**TASK PROMPT**
The records below must be reproduced exactly. Strip out the pictures.
━━ DATA PROVIDED
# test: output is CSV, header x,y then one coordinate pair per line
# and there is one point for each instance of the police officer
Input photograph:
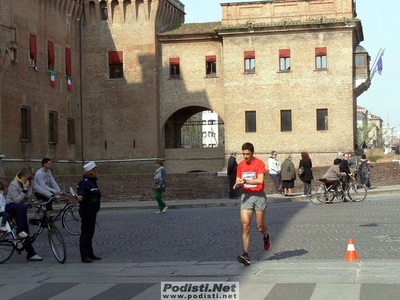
x,y
89,204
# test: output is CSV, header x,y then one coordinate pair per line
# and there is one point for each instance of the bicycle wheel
x,y
315,195
323,195
71,220
57,243
6,246
357,191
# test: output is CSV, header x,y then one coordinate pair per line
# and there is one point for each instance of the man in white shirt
━━━━
**SOLUTION BELOW**
# test: output is CSV, header x,y then one coordinate pair per line
# and there is one point for each instance of the police officer
Input photograph:
x,y
89,204
# test: output is CSV, header x,y then one coordinate pair per line
# and there is one point for each instance of the bicycle wheel
x,y
315,195
323,195
71,220
57,243
6,246
357,191
# test: output is CSV, header x,y then one coordinate pair per line
# and there is one point for each instance of the man in white shirt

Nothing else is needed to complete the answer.